■ Source passage
____

Marketing, May 24, 1999

I confess to initial bafflement at Bell Canada’s current commercials. I just didn’t get them. I couldn’t figure out how they were conceived, what they were meant to convey, or who they were aimed at.

Used to be Bell didn’t need to advertise. Bell was all there was. “Bell Canada” and “telephone” were synonymous. The only reason to advertise would have been to distinguish the phone from other means of communication.

Then the long-distance business was belatedly opened to competition. Bell figured it should get in the game. That imperative increased as AT&T and Sprint Canada began poaching Bell customers. But when Bell tried to distinguish itself from the new competition, its efforts presented symptoms of monopoly hangover. About the best it could offer as a message was “Come on — we’re the real phone company, right? Why would you go anywhere else?”

That strategy reached its zenith with those “guess-how-many-people switched-back-to-us” spots. That campaign, in turn, reached its nadir with the ad featuring the post-collegiate freebooter cell-phoning grandpa from the beach at Dieppe to say thanks. I’m cynical, but I know I’m not the only person who expected that commercial to end with a comparison between the number of people who switched back to Bell and the number of Canadian soldiers killed on that beach.

Bell used to have its advertising spread among a selection of agencies. But as competition has intensified and the number of phone-related products has multiplied, it’s consolidated those disparate efforts in one account at Cossette Communication-Marketing. The first branding campaign under that arrangement has given us the baffling spots we’re puzzling over now.

Initially, I figured the enigmatic quality was deliberate. All kinds of advertisers start a campaign with too little information in order to intrigue us and ensure our continuing to follow the next chapter hoping for some kind of explanation. I thought that was what the initial spot with the two Bell bozos and the Italian guy was aiming for. (“Two guys see a helicopter hovering; one says to the other, ‘Must be out of gas.’ “)

Bad joke, minimal connection to the product, purpose obscure and really unattractive in terms of palette, shooting, art direction and casting. Turns out that was the high point of the campaign. Since then, things have just gotten dorkier, increasingly inane and more annoying. Next came the “twisted pair” standing around pointlessly in an absent family’s kitchen. (There’s a use for the phone: two morons have broken into your house while you’re at work to orally abuse your condiments. Call 911 and have them arrested.) All the crapulence of the initial spot seemed to have been cranked up, and the writing and acting were even stupider.

What was Bell thinking? What was Cossette trying to achieve? It seemed as though this whole campaign was an elaborate revenge scheme on Cossette’s part. Like George Metesky, who blew up New York City mailboxes because Consolidated Edison screwed up his electrical bill, Cossette seemed to be working to lash out over some slight, as though it was trying to pay back Bell for some sin it wasn’t even aware it had committed.

____

■ Extracted records
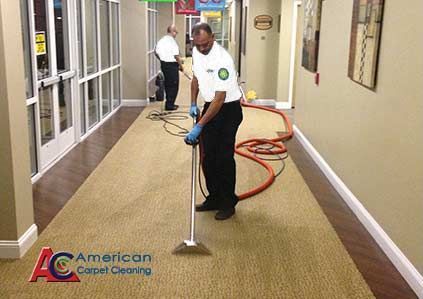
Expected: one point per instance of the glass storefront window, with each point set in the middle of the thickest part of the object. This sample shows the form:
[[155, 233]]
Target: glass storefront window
[[27, 49], [41, 37], [65, 105], [32, 143], [82, 108], [91, 35], [115, 33], [79, 38], [62, 38], [116, 88], [105, 95], [46, 114], [105, 34], [93, 105]]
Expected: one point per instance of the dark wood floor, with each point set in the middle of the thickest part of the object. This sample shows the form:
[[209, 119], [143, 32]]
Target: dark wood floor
[[58, 185], [380, 274]]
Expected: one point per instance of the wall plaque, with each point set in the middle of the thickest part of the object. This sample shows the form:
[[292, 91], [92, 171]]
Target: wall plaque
[[263, 22]]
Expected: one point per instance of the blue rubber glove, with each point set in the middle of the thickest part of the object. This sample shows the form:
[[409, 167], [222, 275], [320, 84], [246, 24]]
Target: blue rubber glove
[[192, 137], [193, 112]]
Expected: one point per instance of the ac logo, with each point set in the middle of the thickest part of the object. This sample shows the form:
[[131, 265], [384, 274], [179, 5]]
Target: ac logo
[[57, 267]]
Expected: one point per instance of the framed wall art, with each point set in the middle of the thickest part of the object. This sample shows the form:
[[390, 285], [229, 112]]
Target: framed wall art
[[365, 40]]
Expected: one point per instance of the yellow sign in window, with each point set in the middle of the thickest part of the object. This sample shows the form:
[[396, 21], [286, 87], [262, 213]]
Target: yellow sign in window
[[40, 43]]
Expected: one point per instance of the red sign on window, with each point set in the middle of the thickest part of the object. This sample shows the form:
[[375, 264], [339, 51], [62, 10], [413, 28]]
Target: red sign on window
[[186, 7]]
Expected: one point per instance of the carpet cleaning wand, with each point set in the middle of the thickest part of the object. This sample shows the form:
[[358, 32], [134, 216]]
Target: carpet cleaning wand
[[192, 245]]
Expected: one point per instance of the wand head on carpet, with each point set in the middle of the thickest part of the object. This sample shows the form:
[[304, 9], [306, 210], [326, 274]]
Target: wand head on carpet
[[192, 246]]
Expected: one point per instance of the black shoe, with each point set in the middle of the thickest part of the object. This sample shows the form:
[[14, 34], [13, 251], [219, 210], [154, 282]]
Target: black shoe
[[224, 214], [207, 205]]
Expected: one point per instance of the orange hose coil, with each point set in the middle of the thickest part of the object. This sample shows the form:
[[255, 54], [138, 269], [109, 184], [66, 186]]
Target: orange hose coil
[[275, 142]]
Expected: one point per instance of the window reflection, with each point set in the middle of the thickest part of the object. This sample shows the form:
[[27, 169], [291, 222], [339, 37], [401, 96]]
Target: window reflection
[[62, 38], [41, 37], [46, 114]]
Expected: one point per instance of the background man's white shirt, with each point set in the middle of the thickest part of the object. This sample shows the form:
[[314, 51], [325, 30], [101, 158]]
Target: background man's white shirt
[[167, 48], [216, 72]]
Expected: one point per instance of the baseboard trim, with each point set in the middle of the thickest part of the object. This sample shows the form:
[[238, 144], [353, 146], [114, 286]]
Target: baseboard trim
[[135, 102], [17, 249], [283, 105], [397, 257]]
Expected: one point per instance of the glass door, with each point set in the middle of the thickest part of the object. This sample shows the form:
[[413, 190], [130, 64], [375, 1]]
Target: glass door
[[55, 77]]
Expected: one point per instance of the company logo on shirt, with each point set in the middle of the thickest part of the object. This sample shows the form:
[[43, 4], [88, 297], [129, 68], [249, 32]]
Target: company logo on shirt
[[223, 74]]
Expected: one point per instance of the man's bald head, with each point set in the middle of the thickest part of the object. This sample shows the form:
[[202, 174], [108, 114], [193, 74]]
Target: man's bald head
[[172, 30], [203, 37]]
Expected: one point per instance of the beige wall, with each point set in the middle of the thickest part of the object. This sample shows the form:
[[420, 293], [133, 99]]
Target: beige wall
[[134, 49], [16, 213], [262, 50], [372, 139], [285, 50]]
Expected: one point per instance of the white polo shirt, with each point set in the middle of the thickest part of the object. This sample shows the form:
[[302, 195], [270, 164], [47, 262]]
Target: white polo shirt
[[167, 49], [216, 72]]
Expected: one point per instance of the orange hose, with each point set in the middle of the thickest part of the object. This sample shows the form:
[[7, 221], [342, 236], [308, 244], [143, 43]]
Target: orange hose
[[251, 143]]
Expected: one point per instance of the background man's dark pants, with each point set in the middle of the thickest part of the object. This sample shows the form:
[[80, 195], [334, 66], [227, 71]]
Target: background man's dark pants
[[218, 140], [171, 73]]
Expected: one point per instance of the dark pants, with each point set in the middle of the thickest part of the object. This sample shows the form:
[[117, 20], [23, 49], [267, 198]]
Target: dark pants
[[171, 73], [218, 141]]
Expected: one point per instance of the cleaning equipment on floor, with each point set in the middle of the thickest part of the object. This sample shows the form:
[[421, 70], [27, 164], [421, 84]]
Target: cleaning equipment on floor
[[192, 245], [250, 149]]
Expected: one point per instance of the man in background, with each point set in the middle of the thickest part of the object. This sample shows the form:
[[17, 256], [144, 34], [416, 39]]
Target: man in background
[[167, 51]]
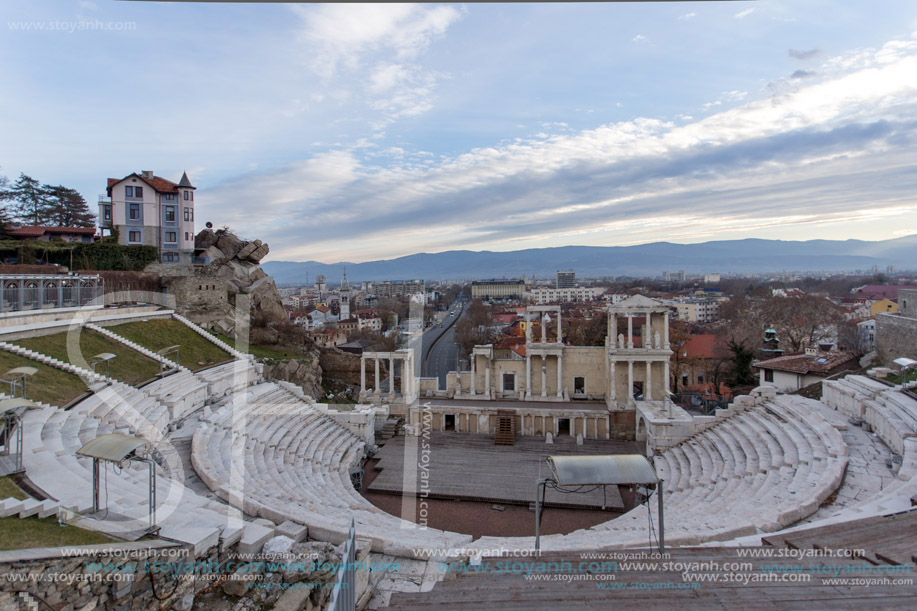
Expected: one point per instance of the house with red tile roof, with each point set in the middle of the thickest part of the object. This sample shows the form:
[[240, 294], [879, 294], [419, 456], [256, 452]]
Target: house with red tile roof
[[791, 372], [150, 210]]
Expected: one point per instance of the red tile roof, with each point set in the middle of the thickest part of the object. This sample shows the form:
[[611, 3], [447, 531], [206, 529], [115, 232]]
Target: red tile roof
[[821, 363], [883, 291], [160, 184], [701, 346]]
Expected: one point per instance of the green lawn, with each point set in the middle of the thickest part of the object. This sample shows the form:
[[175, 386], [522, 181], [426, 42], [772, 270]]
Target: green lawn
[[16, 533], [129, 366], [49, 385], [195, 352]]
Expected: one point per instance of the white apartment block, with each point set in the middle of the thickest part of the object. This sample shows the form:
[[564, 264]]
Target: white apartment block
[[152, 211], [545, 295]]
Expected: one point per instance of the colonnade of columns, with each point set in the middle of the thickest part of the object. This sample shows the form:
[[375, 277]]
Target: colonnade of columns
[[407, 372]]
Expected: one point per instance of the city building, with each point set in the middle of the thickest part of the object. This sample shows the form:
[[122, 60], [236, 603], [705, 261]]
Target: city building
[[566, 279], [40, 233], [544, 295], [497, 289], [146, 209]]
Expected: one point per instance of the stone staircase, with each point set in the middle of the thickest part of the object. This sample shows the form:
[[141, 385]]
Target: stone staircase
[[211, 338], [506, 428], [144, 351]]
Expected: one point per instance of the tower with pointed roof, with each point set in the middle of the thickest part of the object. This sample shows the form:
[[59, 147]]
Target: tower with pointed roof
[[150, 210]]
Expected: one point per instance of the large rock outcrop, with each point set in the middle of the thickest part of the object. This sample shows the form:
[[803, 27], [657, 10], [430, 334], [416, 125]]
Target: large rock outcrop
[[232, 281]]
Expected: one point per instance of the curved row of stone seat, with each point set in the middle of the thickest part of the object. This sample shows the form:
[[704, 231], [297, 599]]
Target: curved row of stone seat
[[887, 410], [230, 377], [86, 374], [211, 338], [273, 455], [892, 415], [181, 391], [51, 438], [761, 469]]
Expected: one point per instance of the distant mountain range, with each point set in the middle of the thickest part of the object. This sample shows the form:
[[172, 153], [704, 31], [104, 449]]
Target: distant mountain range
[[728, 256]]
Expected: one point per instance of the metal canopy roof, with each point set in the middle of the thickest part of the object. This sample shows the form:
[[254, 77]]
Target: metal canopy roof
[[114, 447], [13, 404], [29, 371], [599, 470]]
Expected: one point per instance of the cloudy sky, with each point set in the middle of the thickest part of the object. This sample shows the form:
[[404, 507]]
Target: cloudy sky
[[357, 132]]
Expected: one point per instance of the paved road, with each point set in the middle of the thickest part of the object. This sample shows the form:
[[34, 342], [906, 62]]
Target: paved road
[[439, 357]]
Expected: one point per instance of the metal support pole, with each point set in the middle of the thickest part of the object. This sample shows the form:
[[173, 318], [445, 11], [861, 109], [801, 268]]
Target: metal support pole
[[95, 485], [539, 486], [661, 517]]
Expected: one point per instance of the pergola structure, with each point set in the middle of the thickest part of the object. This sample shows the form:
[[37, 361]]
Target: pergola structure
[[574, 472], [116, 448], [17, 377], [11, 411]]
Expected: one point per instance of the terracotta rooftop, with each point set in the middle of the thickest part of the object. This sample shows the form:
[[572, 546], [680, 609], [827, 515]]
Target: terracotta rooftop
[[822, 363]]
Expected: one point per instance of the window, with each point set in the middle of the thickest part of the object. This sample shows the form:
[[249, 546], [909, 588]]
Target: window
[[509, 382]]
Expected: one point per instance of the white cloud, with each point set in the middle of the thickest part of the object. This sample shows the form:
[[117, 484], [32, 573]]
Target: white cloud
[[829, 146]]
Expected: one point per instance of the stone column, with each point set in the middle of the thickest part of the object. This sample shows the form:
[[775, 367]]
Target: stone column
[[528, 375], [665, 343], [377, 386], [614, 383], [544, 375], [391, 376], [474, 358], [648, 387]]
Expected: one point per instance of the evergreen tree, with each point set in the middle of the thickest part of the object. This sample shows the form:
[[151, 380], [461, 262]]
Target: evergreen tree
[[5, 221], [29, 201], [67, 208]]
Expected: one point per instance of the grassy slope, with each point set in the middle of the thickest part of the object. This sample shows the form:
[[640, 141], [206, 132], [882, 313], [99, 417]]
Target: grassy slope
[[32, 532], [195, 352], [49, 385], [130, 366]]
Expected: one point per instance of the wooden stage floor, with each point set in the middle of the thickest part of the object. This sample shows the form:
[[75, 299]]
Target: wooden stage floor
[[470, 467]]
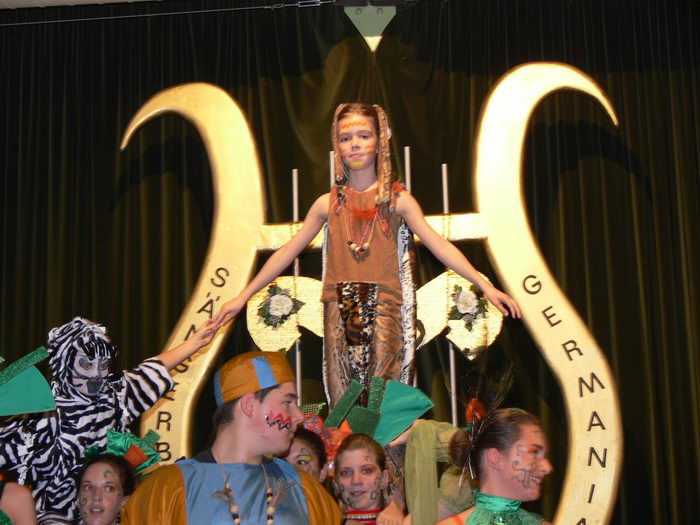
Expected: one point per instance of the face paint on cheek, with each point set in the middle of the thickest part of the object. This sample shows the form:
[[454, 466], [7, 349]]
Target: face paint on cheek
[[283, 423], [351, 123], [525, 472]]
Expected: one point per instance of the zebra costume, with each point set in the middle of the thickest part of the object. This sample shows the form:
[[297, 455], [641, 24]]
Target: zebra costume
[[48, 450]]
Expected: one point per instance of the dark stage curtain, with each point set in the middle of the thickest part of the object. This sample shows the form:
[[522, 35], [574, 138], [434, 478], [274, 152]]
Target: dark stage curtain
[[120, 237]]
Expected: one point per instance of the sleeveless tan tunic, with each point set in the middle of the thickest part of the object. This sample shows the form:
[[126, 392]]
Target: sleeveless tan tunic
[[362, 296]]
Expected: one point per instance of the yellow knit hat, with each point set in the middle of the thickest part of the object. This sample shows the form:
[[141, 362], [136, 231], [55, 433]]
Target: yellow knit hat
[[250, 372]]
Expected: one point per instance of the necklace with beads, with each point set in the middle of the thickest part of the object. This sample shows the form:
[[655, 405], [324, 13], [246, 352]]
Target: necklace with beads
[[226, 495], [360, 244], [368, 517]]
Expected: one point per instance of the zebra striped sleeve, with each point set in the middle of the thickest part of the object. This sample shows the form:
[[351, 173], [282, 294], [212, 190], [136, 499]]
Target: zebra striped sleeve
[[145, 385]]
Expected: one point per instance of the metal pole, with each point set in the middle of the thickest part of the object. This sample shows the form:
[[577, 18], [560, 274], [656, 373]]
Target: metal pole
[[295, 219], [451, 350]]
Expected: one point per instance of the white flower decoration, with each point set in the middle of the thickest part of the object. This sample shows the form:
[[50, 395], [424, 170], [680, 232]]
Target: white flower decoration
[[281, 305], [467, 302]]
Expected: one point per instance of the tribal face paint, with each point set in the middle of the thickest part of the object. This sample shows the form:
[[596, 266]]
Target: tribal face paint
[[303, 457], [282, 422], [358, 480], [277, 419], [100, 495], [357, 141], [526, 465]]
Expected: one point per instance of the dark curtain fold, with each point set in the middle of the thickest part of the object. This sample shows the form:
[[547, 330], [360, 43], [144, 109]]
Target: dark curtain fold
[[120, 237]]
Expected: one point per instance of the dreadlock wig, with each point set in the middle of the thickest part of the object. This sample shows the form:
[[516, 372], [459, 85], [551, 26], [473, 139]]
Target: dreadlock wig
[[48, 449], [384, 171]]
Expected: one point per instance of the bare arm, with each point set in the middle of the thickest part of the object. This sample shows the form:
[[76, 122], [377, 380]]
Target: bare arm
[[449, 255], [279, 260], [456, 519], [201, 338], [18, 503]]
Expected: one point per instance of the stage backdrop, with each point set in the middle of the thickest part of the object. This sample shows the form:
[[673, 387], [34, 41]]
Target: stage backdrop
[[120, 237]]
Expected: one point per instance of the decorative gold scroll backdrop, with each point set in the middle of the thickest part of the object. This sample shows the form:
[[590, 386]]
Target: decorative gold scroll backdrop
[[594, 424], [437, 308]]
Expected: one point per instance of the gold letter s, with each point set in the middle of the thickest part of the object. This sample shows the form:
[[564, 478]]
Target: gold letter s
[[514, 253]]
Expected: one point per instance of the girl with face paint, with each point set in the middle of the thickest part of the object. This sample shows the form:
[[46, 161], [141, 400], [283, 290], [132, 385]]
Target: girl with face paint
[[360, 482], [104, 485], [308, 454], [368, 289], [508, 456]]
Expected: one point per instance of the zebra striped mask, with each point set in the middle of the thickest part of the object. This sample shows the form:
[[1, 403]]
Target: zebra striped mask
[[80, 352]]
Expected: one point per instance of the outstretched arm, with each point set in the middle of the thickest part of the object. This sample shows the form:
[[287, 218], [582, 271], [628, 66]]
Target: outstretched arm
[[449, 255], [278, 261], [201, 338]]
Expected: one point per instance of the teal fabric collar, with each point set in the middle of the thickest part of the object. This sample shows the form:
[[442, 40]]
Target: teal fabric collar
[[496, 503]]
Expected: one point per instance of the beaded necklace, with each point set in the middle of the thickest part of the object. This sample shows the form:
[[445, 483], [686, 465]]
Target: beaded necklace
[[366, 517], [226, 495], [359, 245]]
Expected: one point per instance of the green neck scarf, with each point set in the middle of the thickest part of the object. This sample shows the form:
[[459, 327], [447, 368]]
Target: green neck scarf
[[496, 510]]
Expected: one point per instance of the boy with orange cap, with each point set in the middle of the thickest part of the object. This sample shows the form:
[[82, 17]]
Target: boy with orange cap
[[235, 481]]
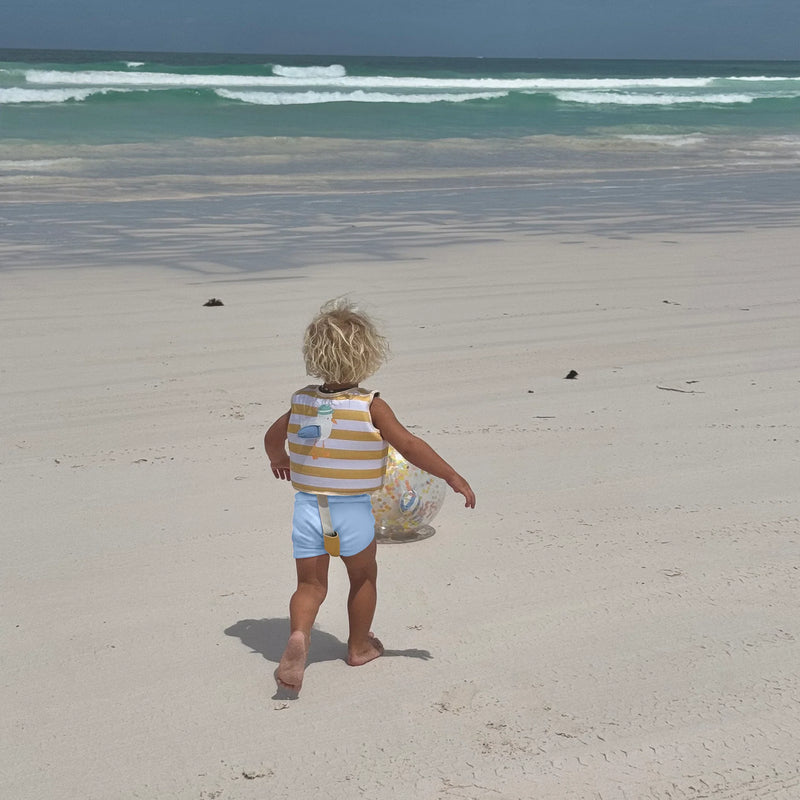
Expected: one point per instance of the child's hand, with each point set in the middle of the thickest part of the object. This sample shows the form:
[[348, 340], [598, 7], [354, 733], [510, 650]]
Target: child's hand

____

■ Problem 1
According to the Bell Canada column, which agency now holds Bell's consolidated advertising account?
■ Problem 2
Retype the Bell Canada column from "Bell used to" up to and including "puzzling over now.".

■ Exercise response 1
Cossette Communication-Marketing

■ Exercise response 2
Bell used to have its advertising spread among a selection of agencies. But as competition has intensified and the number of phone-related products has multiplied, it’s consolidated those disparate efforts in one account at Cossette Communication-Marketing. The first branding campaign under that arrangement has given us the baffling spots we’re puzzling over now.